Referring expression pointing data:
------------------------

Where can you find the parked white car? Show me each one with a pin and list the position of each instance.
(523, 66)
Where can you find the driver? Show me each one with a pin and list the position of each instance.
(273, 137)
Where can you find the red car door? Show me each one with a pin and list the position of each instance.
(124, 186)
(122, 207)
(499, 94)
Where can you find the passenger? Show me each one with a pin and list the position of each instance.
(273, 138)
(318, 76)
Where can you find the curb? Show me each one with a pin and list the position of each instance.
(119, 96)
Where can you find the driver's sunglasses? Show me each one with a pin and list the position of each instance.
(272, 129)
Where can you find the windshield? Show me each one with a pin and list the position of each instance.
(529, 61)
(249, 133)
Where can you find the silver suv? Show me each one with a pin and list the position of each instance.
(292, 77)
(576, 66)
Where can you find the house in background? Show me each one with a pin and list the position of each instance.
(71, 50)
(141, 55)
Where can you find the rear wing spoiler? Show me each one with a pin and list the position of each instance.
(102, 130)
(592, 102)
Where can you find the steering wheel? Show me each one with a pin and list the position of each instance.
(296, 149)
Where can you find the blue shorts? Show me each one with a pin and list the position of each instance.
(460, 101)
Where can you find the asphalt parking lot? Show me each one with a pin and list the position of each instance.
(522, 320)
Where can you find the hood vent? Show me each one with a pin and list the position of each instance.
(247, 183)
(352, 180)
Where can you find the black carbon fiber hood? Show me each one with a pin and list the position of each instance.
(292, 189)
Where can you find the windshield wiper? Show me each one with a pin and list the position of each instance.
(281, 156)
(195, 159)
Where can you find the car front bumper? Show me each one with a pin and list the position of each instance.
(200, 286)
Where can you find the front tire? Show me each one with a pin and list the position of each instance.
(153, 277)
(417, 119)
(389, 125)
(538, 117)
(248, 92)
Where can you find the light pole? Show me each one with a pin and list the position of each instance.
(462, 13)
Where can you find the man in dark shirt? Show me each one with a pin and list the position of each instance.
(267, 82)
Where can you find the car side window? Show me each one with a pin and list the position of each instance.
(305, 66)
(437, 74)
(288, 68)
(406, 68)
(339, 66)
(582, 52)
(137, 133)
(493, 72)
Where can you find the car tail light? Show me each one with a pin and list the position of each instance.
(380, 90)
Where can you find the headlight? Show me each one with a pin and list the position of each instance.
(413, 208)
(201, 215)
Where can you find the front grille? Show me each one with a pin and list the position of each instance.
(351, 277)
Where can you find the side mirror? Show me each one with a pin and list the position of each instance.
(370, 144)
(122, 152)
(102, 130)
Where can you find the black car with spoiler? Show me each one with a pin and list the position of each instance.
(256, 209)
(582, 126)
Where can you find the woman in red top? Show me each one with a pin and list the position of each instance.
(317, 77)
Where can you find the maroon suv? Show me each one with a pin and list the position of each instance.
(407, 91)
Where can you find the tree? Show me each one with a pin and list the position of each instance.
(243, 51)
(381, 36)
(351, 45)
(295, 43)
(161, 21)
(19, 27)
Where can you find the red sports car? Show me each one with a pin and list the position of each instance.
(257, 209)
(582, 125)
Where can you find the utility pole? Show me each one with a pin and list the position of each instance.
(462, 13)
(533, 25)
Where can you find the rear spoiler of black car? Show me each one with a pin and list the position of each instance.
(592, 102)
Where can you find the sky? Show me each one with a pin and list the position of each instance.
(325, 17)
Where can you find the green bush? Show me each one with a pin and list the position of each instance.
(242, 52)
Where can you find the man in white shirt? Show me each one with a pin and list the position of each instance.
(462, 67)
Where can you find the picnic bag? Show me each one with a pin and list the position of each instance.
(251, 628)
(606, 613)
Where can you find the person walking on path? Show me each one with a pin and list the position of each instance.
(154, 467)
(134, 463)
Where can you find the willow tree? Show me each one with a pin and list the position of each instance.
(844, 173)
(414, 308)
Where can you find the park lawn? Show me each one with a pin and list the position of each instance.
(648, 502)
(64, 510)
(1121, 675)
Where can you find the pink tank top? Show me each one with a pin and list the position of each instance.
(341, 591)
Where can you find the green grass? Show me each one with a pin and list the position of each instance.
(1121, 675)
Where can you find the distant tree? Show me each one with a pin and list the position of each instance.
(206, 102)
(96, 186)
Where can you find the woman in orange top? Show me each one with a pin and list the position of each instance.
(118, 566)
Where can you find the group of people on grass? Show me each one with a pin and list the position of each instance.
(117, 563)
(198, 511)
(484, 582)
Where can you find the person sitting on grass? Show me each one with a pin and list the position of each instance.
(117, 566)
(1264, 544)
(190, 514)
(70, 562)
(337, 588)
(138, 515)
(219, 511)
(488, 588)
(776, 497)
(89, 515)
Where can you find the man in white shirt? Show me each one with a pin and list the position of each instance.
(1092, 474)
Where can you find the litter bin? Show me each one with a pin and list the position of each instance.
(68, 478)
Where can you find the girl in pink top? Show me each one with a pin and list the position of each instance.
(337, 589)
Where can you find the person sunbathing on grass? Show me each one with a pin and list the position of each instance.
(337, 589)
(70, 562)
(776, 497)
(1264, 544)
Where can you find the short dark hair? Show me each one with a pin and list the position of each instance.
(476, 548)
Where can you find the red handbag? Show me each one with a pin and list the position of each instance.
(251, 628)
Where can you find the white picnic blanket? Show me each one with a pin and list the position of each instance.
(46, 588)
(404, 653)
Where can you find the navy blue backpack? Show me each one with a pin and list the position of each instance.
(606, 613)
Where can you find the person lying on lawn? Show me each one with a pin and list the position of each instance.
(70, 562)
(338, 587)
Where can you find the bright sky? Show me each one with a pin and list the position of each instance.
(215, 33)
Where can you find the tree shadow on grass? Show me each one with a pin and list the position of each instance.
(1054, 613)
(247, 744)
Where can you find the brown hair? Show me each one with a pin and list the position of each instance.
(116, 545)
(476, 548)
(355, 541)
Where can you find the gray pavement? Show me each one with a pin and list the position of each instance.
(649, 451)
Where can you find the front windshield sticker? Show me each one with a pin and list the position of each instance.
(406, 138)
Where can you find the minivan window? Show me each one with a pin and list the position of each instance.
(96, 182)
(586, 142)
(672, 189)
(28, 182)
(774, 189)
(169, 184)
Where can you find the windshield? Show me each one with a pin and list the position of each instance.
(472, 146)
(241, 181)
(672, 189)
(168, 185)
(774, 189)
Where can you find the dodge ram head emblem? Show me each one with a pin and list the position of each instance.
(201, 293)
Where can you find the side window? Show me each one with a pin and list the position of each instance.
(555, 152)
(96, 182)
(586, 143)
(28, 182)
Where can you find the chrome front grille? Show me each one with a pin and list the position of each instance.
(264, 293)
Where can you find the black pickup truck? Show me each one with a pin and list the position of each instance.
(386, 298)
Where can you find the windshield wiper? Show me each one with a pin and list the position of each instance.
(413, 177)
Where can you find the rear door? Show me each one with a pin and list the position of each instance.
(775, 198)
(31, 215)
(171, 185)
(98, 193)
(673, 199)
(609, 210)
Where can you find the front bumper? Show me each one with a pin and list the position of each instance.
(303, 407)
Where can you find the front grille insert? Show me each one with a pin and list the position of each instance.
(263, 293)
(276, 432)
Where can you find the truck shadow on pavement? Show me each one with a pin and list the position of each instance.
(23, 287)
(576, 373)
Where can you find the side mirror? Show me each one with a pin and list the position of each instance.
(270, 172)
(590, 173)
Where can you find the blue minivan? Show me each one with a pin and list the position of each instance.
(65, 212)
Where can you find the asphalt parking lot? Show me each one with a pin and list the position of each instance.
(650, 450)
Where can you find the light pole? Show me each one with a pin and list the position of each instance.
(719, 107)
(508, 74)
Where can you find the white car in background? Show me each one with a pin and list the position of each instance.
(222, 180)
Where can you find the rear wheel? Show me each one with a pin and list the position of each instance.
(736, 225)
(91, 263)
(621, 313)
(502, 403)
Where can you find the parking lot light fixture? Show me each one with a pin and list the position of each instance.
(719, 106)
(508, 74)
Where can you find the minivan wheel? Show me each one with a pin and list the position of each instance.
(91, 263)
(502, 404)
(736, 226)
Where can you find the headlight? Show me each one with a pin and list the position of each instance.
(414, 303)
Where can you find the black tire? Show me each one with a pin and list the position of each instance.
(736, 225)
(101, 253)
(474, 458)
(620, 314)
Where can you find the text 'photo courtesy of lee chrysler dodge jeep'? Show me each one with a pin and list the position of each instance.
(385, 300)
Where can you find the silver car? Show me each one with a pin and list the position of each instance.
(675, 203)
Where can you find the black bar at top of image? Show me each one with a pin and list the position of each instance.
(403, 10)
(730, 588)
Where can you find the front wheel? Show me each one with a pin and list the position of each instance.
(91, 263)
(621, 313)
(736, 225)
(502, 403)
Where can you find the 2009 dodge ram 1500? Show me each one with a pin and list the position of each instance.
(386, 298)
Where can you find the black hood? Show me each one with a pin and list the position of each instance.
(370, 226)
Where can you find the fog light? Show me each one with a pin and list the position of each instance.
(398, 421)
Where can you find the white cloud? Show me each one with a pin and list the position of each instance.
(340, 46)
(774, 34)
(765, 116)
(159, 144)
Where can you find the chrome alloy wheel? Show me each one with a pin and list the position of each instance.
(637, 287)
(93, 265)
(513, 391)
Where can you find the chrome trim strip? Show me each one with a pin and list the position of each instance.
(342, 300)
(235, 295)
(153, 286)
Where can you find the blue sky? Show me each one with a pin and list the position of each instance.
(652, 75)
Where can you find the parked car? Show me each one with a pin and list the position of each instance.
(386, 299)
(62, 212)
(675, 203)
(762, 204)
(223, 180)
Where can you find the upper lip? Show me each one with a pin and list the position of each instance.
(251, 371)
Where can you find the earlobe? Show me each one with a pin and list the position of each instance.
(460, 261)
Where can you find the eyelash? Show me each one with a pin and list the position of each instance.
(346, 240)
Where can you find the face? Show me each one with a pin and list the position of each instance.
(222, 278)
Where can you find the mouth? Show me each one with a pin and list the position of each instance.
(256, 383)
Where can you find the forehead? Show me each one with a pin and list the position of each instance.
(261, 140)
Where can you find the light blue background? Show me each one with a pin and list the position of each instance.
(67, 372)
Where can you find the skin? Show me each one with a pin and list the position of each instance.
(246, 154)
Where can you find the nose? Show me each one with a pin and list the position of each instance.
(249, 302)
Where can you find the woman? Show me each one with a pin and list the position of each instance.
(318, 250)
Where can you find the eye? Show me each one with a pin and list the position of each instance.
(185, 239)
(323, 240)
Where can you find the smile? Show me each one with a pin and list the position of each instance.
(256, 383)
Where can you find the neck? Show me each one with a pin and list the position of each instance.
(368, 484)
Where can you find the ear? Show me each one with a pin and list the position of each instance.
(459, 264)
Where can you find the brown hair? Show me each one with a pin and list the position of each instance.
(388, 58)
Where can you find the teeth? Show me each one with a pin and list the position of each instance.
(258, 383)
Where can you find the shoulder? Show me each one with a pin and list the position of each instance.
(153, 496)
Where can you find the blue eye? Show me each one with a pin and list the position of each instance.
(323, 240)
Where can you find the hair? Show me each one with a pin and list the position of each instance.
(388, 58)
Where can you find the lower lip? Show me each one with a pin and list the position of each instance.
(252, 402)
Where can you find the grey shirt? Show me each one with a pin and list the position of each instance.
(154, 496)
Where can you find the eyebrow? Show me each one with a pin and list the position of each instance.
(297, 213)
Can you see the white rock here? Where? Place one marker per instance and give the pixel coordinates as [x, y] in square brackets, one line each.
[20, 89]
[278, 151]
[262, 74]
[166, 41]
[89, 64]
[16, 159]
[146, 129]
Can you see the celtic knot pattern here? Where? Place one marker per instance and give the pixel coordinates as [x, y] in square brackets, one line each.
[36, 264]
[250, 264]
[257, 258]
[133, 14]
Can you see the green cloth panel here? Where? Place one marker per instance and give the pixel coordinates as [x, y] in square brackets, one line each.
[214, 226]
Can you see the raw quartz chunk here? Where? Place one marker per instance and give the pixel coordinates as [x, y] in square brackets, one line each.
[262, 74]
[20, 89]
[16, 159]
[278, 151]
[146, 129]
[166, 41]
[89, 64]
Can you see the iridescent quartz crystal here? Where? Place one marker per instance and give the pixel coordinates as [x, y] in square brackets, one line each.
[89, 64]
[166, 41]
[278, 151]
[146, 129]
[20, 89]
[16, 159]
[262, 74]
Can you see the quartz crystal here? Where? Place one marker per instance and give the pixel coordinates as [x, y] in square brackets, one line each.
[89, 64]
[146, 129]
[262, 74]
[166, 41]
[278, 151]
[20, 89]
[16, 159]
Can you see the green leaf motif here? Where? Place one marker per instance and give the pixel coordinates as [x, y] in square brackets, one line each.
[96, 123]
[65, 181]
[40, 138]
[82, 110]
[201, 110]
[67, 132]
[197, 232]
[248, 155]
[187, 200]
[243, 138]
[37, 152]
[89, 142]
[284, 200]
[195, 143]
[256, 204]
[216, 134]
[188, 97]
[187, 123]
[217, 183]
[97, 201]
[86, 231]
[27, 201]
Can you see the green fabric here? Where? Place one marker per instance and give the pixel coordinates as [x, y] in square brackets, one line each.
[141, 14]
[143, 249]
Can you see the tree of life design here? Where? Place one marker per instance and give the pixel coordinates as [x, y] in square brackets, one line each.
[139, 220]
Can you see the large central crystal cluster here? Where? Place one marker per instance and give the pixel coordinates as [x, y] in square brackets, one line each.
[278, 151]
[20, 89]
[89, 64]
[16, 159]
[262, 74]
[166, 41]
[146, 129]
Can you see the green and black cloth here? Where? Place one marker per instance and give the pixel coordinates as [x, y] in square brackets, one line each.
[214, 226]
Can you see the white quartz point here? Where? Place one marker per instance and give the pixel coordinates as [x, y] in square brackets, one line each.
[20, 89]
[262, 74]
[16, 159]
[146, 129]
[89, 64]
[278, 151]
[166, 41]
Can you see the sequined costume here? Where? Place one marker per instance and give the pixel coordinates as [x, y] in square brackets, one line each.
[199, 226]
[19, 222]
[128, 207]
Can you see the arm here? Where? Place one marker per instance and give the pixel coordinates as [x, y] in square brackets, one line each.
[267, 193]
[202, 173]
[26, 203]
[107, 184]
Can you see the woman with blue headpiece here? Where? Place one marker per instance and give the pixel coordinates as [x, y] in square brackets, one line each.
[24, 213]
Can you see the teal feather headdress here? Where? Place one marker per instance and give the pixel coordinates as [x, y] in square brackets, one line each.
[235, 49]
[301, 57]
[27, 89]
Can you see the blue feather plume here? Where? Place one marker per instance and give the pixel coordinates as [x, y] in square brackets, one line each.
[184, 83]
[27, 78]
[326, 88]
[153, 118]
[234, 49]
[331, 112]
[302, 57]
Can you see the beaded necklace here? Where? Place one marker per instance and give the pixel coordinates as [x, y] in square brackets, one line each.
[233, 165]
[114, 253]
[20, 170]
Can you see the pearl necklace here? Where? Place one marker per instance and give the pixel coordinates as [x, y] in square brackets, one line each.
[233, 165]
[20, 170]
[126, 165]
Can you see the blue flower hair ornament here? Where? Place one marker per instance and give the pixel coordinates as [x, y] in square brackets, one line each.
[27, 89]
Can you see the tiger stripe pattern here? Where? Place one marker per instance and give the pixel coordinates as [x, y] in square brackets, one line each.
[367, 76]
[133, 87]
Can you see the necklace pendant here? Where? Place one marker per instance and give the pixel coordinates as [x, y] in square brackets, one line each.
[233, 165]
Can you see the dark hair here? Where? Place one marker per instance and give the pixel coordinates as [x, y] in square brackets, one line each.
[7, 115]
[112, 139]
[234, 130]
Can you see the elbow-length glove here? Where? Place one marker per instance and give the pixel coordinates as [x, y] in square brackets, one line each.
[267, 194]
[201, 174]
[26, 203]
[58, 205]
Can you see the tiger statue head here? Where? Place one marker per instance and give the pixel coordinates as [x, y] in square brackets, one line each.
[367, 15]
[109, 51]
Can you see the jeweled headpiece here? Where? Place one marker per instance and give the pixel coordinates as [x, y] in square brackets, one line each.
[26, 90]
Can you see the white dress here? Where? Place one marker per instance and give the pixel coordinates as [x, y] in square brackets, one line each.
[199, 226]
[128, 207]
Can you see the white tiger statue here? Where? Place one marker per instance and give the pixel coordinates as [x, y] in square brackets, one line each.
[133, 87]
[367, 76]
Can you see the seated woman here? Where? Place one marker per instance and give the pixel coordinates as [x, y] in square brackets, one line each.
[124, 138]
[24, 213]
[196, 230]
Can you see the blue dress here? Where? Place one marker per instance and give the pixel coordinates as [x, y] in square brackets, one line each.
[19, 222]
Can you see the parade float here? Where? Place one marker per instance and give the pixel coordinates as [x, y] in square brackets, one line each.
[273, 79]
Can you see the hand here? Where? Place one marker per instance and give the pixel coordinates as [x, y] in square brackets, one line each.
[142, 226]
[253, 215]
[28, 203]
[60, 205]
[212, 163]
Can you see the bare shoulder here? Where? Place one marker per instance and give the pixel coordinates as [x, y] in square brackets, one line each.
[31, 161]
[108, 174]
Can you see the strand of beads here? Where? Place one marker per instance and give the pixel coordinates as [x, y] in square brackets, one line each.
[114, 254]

------------------------

TASK PROMPT
Nothing but the lines from the one containing "Can you see the strand" to the end of the entries belongs in the answer, and each must match exactly.

TASK RESPONSE
Can you see the strand of beads here? Where? Place one marker per instance and give the pixel coordinates as [x, y] in square brackets, one line each.
[114, 254]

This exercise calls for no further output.